*Exercise description:*
Beginning at the line that contains "Target: beige wall" and ending at the last line of the entries, write out each line exactly; include nothing outside that span.

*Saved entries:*
---
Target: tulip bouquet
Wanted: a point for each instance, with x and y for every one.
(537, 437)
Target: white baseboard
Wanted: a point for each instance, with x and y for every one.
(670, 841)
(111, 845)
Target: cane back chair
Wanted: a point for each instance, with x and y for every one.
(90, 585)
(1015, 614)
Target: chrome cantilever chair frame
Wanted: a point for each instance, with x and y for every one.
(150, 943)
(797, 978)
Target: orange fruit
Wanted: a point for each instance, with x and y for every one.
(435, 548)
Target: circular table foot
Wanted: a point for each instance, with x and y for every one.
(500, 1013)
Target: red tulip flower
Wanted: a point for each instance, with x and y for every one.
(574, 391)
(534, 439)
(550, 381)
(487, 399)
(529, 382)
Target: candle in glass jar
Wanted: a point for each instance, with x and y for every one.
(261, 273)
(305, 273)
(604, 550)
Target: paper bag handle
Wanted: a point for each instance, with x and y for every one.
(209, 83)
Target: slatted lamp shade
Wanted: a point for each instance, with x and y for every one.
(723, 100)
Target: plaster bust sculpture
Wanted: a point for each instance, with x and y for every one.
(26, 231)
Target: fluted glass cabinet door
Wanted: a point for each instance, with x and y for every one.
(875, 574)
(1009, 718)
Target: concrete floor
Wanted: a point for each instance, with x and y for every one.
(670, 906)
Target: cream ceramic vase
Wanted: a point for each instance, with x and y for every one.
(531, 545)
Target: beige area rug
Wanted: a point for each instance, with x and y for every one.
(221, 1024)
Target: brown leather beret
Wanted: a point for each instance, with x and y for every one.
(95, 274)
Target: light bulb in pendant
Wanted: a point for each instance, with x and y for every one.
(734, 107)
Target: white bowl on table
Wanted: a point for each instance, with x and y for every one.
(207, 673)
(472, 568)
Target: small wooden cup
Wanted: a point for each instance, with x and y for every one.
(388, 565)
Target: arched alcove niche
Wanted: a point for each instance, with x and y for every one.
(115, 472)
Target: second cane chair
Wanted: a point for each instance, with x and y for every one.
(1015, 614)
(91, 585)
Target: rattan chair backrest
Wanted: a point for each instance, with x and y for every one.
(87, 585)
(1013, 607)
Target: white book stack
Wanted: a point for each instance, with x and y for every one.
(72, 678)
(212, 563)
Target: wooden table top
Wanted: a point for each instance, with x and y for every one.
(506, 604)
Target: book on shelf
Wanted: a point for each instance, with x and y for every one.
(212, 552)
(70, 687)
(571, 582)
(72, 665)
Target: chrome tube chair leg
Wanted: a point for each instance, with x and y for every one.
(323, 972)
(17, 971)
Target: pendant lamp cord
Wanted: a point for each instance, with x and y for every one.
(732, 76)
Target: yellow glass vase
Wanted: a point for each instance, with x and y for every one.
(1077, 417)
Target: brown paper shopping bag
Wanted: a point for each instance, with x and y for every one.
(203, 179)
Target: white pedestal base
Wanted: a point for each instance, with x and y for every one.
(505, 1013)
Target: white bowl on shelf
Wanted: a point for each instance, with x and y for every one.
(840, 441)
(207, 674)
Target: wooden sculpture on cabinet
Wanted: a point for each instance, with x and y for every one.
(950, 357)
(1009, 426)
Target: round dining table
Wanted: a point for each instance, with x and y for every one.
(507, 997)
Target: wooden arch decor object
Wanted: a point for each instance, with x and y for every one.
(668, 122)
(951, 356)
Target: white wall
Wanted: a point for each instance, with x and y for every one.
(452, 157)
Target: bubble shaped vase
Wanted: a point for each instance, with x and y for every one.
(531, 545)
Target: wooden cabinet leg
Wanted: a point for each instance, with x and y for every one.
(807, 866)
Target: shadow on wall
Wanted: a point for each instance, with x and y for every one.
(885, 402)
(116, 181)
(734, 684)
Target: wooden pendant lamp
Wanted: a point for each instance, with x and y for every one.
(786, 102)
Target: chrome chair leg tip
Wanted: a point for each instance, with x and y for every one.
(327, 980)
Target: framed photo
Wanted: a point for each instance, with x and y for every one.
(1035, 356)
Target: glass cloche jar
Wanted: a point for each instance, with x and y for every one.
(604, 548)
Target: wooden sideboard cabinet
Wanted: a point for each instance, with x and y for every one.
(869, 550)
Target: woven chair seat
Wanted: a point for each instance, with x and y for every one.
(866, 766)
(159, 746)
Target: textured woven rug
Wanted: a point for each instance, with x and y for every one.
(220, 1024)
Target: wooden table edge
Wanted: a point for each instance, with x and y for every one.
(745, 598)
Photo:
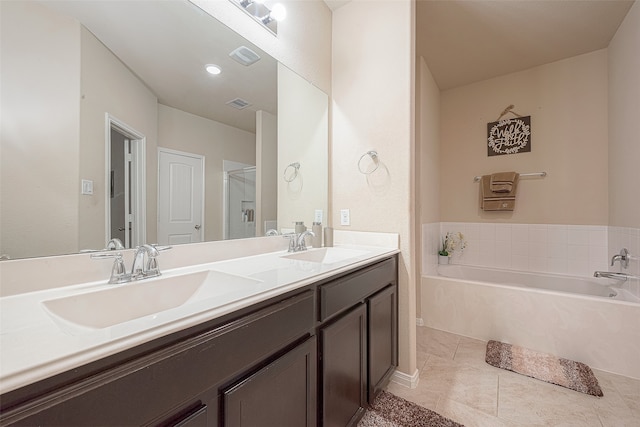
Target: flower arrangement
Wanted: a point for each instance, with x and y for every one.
(452, 242)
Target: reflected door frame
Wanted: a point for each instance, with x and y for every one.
(136, 178)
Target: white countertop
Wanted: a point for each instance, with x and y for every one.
(35, 344)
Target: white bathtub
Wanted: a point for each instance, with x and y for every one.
(583, 319)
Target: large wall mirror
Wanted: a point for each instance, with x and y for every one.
(112, 127)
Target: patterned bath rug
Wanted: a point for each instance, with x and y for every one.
(389, 410)
(555, 370)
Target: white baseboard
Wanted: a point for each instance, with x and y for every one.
(405, 380)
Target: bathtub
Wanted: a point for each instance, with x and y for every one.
(589, 320)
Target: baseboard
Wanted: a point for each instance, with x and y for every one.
(409, 381)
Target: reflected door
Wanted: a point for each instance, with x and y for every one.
(180, 197)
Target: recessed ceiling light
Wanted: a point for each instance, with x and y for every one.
(213, 69)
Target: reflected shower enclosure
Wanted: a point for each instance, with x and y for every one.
(239, 195)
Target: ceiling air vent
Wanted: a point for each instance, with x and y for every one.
(238, 103)
(244, 55)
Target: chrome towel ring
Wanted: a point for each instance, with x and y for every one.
(291, 172)
(374, 158)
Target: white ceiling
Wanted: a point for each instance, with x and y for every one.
(469, 41)
(167, 45)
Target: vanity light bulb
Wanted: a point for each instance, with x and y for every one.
(279, 12)
(213, 69)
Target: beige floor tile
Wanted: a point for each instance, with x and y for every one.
(438, 343)
(470, 417)
(611, 408)
(472, 352)
(532, 402)
(626, 392)
(420, 395)
(456, 382)
(465, 384)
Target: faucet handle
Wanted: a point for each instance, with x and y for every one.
(118, 271)
(292, 241)
(623, 257)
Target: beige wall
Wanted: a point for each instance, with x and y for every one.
(427, 159)
(303, 126)
(40, 76)
(373, 93)
(429, 170)
(108, 86)
(266, 169)
(215, 141)
(567, 102)
(624, 122)
(303, 42)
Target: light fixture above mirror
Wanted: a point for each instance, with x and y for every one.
(268, 16)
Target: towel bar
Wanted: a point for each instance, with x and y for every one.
(522, 175)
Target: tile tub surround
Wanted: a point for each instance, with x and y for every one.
(456, 382)
(577, 250)
(603, 333)
(24, 325)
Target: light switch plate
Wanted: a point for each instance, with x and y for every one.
(87, 186)
(345, 217)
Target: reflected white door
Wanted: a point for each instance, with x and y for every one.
(180, 197)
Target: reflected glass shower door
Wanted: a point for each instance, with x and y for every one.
(240, 201)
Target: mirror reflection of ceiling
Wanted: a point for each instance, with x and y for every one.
(179, 80)
(470, 41)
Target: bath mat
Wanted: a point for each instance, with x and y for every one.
(555, 370)
(389, 410)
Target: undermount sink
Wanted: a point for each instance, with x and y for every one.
(325, 255)
(121, 303)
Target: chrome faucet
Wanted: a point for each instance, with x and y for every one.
(623, 257)
(296, 241)
(302, 246)
(140, 269)
(115, 244)
(612, 275)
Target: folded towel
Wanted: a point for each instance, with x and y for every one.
(503, 182)
(497, 201)
(499, 205)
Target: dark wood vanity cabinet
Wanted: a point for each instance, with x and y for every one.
(312, 357)
(358, 348)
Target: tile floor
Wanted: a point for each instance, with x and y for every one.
(456, 382)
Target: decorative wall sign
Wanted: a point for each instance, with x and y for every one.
(509, 136)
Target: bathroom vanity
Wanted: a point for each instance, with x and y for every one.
(314, 354)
---
*Result of the exercise:*
Target: beige wall
Wanted: a point for each instance, with x and y for every one.
(427, 159)
(303, 126)
(40, 76)
(373, 93)
(429, 170)
(108, 86)
(266, 169)
(215, 141)
(567, 102)
(624, 122)
(303, 42)
Target: light fixture above mirror
Wanted: a point for each instance, with x and y for every one.
(268, 16)
Target: towel bar
Wanted: a point for each instance, with x and y for every one.
(522, 175)
Target: tile tub surround
Wanted: a point for each instance, with x and y for every one.
(456, 382)
(577, 250)
(603, 333)
(24, 325)
Target: light switch plate
Wanted: a point for each instance, with x and y for every one.
(87, 186)
(345, 217)
Target: reflected white door
Wanted: a point for each instance, with x and y for every one.
(180, 197)
Target: reflected glass shower door
Wanted: a point for each instance, with x and y for every one.
(240, 201)
Target: mirror reflection of ceiling
Wanted: a point for each instance, with x and y for every one.
(179, 80)
(470, 41)
Target: bath mat
Wanted: a point for each instance, with x and y for every one.
(555, 370)
(389, 410)
Target: undermount sink
Wanted: a point for each instance, with x and y for every one.
(325, 255)
(121, 303)
Target: chrome faucet
Wanted: a point for each instance, with x and y for every one.
(623, 257)
(296, 241)
(302, 246)
(140, 269)
(115, 244)
(612, 275)
Target: folded towel
Wanted: a point for each instance, with x and y for every one.
(503, 182)
(497, 201)
(499, 205)
Target: dark wood vanity cabinet
Wanted: a point for each instance, with x and y for every one.
(312, 357)
(358, 348)
Target: tile floor
Wanted: a point for each instance, with x and y for every one.
(456, 382)
Target: decorative wall sign
Wanted: a point for each instance, with x and y for every one.
(509, 136)
Target: bathroom vanity
Wanted: a point for each instance, with x and y for every one.
(314, 354)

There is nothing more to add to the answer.